** SOURCE **
Begin
Published: Thu 15 Dec 2005 09:05 AM
WWF-UNEP Ministerial Event New Zealand intervention
Jim Sutton speech against fish subsidies at WTO
Let me start by thanking WWF and UNEP for hosting this very worthwhile event.
Fisheries subsidies rules are often referred to as that very rare thing – a “triple win” issue. That is, we have an opportunity to deliver a win for trade, a win for the environment, and a win for development. Ministers recognised this in Doha in 2001 when they singled out fisheries subsidies – and these goals remain just as valid today.
On the trade side, we have large amounts of subsidies causing considerable trade distortions. Global fisheries subsidies are estimated at a minimum of US$15 billion a year – that’s about 20 per cent of seafood industry revenues. No one can argue subsidies on this scale have no impact on trade. Fishers from developing countries face unfair competition from heavily subsidised competitors from rich industrialised nations. Yet the current subsides rules just aren’t curbing this problem.
For my country, exporting fish and fish products provides the sector with more than 90% of its revenue, making it our fifth largest goods exporting sector – and it is not subsidised. We face very real challenges to compete with subsidised fisheries production in international markets. In fact, it is no exaggeration to say that our industry’s survival is dependent on placing the fishery on a sustainable footing.
But this issue goes far beyond just trade concerns. Viewing subsidies solely through the traditional WTO angle of correcting trade distortions would overlook the large environmental problems that these subsidies create.
End
** DATA SUPPLIED **
Begin
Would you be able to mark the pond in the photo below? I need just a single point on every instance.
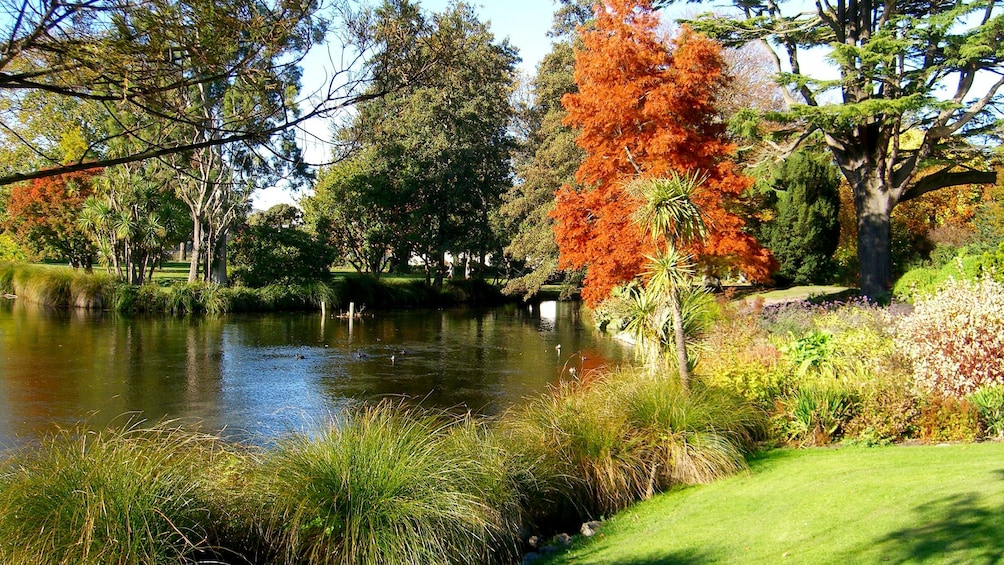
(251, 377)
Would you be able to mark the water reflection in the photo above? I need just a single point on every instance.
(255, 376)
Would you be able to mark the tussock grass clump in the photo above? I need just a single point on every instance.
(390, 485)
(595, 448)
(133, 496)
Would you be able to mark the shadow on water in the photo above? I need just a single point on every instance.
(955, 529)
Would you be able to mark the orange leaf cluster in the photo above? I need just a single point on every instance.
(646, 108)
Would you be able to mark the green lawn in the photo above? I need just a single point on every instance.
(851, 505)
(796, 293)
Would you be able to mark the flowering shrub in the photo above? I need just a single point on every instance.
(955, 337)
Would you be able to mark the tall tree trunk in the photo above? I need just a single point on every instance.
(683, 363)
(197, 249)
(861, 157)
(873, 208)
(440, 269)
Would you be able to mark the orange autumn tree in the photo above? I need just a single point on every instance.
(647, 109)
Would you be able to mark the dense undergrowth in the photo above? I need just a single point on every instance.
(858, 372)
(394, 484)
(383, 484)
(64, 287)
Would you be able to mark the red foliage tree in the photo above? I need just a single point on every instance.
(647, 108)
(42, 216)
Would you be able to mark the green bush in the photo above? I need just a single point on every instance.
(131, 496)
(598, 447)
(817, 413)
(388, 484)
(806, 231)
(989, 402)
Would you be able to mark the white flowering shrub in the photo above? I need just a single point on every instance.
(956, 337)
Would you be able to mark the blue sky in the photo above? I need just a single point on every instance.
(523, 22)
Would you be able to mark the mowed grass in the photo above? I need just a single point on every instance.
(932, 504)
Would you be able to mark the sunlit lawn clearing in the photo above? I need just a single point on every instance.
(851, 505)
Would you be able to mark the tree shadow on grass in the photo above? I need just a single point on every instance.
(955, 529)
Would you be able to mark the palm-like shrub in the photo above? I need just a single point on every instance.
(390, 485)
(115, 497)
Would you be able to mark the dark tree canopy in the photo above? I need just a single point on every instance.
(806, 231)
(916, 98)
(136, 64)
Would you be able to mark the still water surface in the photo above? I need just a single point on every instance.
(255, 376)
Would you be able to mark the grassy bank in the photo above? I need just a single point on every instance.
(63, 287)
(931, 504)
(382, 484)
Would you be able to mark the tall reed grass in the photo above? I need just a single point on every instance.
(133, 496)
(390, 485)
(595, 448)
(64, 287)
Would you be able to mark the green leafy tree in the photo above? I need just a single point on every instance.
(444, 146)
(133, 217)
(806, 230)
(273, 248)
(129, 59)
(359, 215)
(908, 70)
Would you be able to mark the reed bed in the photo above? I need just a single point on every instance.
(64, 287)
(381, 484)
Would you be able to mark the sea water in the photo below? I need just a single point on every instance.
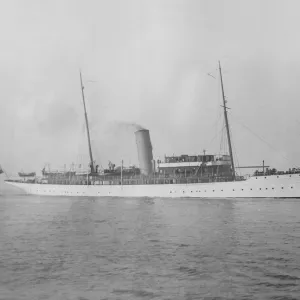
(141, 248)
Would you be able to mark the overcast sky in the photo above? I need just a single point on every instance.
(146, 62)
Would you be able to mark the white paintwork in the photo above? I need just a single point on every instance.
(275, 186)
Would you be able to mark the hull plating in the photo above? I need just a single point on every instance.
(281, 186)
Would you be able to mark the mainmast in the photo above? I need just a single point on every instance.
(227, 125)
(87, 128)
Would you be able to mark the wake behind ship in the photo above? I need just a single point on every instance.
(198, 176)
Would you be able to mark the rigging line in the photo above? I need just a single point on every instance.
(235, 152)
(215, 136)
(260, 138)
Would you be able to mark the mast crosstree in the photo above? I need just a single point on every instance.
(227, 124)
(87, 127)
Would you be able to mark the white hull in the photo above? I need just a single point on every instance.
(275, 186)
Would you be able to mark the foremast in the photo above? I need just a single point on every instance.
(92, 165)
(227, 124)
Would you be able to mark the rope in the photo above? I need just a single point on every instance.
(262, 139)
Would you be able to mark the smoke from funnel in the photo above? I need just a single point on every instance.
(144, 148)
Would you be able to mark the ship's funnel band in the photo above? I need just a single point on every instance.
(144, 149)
End
Begin
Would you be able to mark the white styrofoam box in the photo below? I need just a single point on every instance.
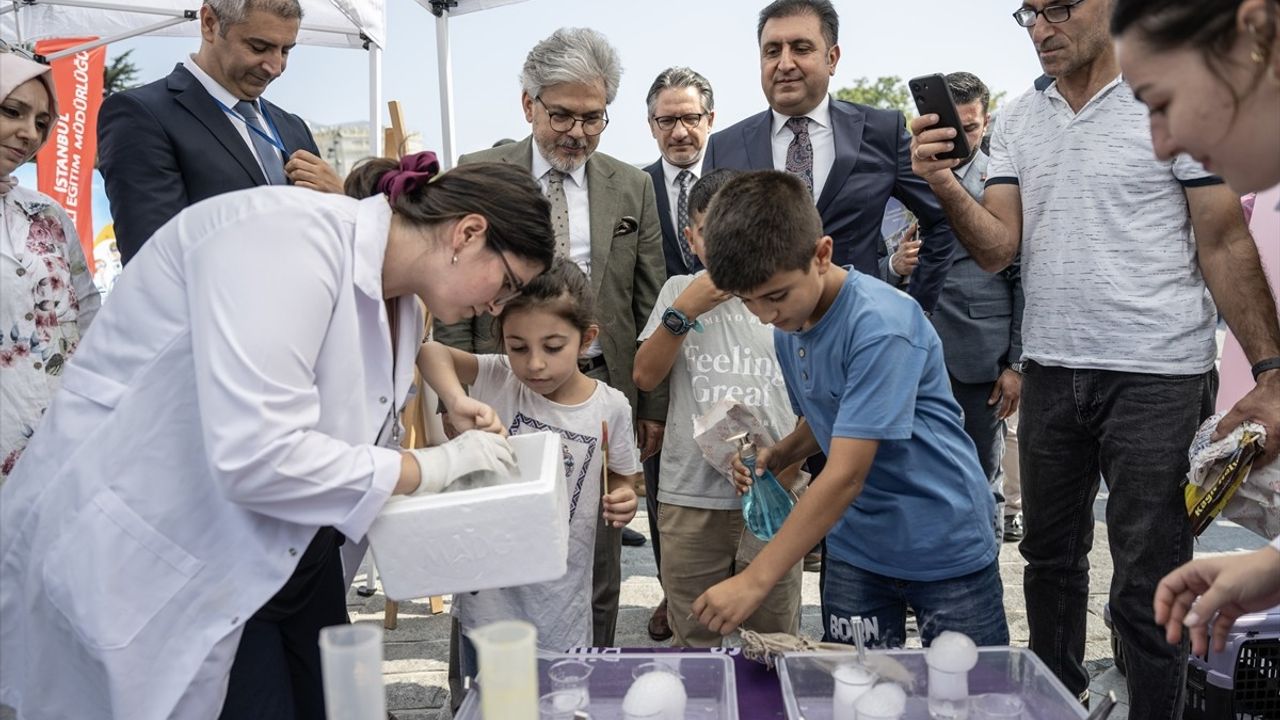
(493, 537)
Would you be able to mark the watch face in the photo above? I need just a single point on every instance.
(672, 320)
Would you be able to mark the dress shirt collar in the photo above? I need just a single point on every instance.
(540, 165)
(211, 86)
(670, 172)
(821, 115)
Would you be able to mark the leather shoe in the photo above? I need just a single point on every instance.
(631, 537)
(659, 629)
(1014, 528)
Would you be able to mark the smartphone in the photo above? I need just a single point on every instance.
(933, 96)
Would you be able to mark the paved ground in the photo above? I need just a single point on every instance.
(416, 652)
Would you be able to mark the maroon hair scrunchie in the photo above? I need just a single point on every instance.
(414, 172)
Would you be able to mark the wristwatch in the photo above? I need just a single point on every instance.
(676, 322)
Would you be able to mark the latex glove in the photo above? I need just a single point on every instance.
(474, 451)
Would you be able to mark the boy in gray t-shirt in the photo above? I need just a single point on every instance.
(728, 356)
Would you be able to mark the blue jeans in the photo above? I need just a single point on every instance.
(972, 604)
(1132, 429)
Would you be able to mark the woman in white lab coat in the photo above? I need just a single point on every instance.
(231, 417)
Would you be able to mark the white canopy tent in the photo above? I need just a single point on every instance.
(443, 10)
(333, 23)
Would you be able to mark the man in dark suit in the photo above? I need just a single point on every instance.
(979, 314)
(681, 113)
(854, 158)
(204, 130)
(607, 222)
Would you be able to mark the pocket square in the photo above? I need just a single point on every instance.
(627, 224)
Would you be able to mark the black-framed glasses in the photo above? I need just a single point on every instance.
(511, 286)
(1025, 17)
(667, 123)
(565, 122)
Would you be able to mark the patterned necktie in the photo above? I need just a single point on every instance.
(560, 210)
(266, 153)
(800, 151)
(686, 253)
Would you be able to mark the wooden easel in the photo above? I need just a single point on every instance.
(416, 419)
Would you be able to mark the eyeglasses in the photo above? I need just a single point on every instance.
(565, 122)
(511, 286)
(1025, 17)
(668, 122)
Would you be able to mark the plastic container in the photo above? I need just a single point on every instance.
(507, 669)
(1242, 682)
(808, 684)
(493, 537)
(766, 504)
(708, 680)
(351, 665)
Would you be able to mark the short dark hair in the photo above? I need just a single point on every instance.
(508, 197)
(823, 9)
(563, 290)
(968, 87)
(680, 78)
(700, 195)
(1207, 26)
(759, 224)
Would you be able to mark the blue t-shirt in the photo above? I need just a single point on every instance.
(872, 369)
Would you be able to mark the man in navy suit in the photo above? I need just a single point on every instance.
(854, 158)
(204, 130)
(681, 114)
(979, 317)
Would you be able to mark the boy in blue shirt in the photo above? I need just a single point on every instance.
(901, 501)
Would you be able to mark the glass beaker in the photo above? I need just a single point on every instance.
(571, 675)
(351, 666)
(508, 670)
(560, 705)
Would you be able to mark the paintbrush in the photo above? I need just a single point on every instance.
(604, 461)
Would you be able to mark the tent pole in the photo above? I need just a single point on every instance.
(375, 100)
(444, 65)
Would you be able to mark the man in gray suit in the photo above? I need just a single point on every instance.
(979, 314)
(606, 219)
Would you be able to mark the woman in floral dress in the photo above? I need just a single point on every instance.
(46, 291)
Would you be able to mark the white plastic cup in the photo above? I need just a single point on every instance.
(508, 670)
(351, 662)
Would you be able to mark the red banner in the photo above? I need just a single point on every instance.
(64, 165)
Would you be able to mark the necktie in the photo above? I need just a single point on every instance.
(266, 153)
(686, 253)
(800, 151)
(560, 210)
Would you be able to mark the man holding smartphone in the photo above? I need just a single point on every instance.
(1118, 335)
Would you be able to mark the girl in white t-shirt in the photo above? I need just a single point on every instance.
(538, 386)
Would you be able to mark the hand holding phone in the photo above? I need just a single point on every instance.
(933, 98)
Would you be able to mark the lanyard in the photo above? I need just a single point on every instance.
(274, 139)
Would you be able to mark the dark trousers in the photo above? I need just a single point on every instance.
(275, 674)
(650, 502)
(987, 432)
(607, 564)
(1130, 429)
End
Begin
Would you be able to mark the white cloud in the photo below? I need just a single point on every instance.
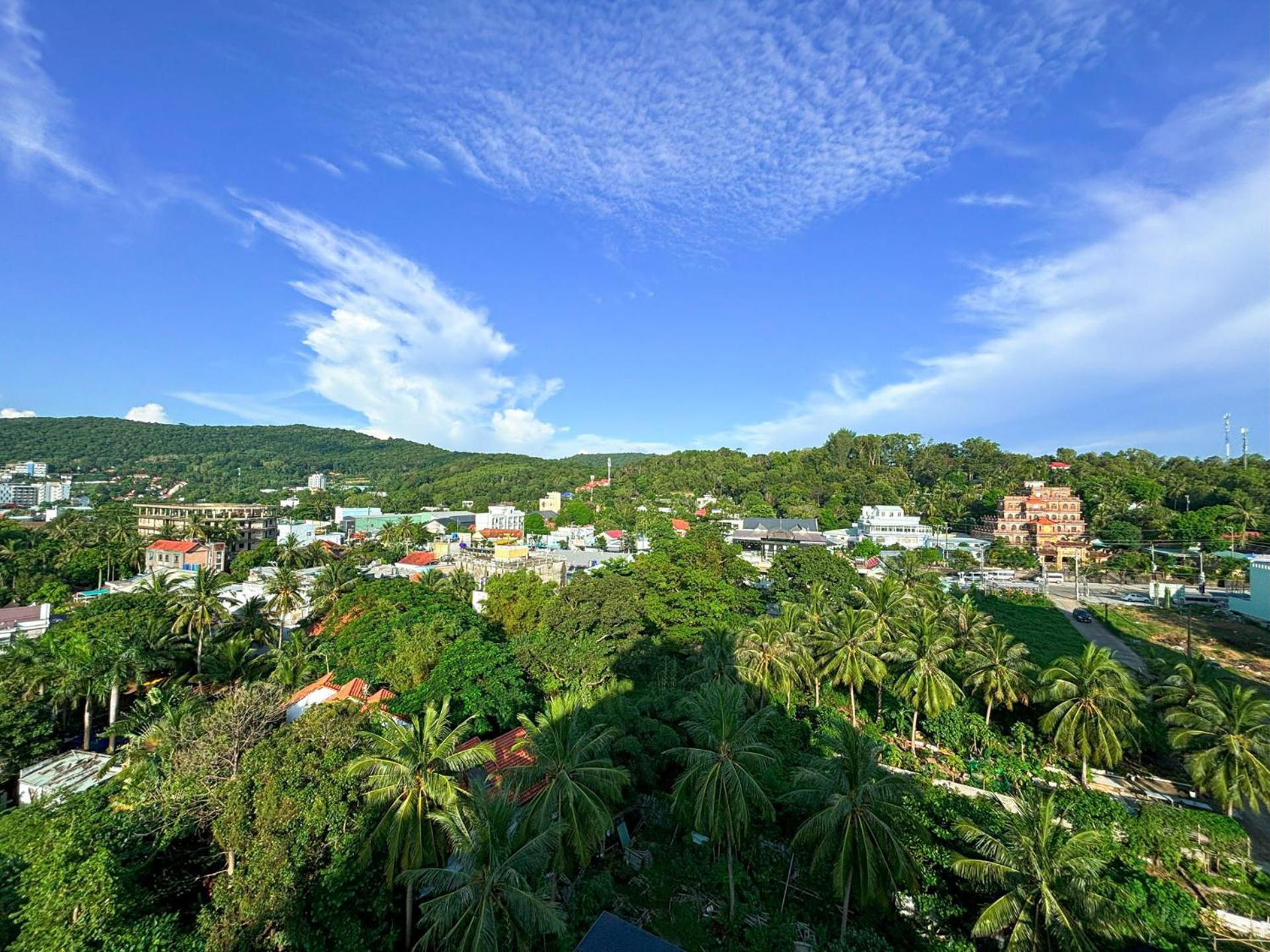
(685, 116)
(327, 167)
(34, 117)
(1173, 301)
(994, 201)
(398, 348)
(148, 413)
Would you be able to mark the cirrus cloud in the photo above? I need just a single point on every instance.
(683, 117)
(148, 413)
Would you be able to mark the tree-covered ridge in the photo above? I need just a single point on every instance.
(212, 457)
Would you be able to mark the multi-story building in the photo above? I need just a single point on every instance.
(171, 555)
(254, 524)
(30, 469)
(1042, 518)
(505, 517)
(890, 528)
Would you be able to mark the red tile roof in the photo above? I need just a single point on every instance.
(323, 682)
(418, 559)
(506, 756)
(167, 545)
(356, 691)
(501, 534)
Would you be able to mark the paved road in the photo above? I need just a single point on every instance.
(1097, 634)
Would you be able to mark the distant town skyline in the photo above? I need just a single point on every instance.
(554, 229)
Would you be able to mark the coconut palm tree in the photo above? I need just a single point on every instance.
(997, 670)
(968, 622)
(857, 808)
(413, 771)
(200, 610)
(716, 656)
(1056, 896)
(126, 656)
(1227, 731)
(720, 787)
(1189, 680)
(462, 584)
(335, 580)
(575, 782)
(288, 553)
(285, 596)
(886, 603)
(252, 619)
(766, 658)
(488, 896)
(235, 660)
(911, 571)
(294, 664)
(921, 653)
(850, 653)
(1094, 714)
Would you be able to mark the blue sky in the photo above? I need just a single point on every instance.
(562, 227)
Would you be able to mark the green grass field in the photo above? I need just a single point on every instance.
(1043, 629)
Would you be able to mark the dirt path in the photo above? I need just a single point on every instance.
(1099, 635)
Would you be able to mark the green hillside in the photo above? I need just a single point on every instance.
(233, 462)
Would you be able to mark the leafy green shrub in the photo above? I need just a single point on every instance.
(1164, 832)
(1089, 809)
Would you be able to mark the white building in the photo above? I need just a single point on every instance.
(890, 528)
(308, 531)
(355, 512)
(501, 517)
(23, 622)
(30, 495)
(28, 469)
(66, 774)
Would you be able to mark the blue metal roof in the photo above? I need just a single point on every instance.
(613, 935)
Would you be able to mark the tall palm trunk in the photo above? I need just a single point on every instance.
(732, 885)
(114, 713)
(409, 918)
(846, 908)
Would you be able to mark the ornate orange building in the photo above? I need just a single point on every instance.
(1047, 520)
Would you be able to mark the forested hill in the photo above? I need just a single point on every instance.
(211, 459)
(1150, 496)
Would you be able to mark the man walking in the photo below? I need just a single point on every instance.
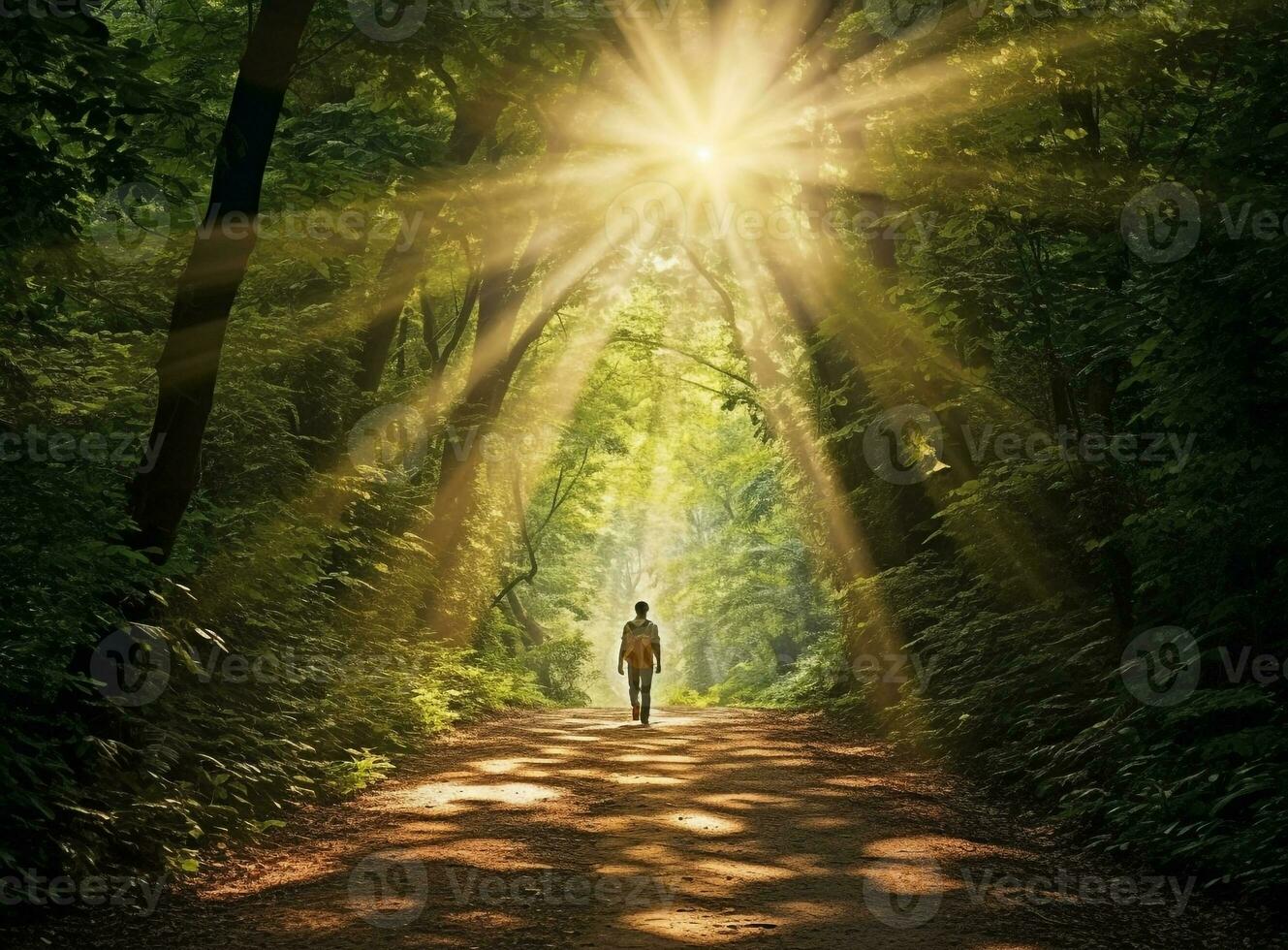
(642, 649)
End
** TASK TO COMPLETE **
Transcribe the passage of the fisheries subsidies speech above that begins with the words "Fisheries subsidies rules" and ends with "as valid today.".

** ANSWER TO THE EXERCISE **
Fisheries subsidies rules are often referred to as that very rare thing – a “triple win” issue. That is, we have an opportunity to deliver a win for trade, a win for the environment, and a win for development. Ministers recognised this in Doha in 2001 when they singled out fisheries subsidies – and these goals remain just as valid today.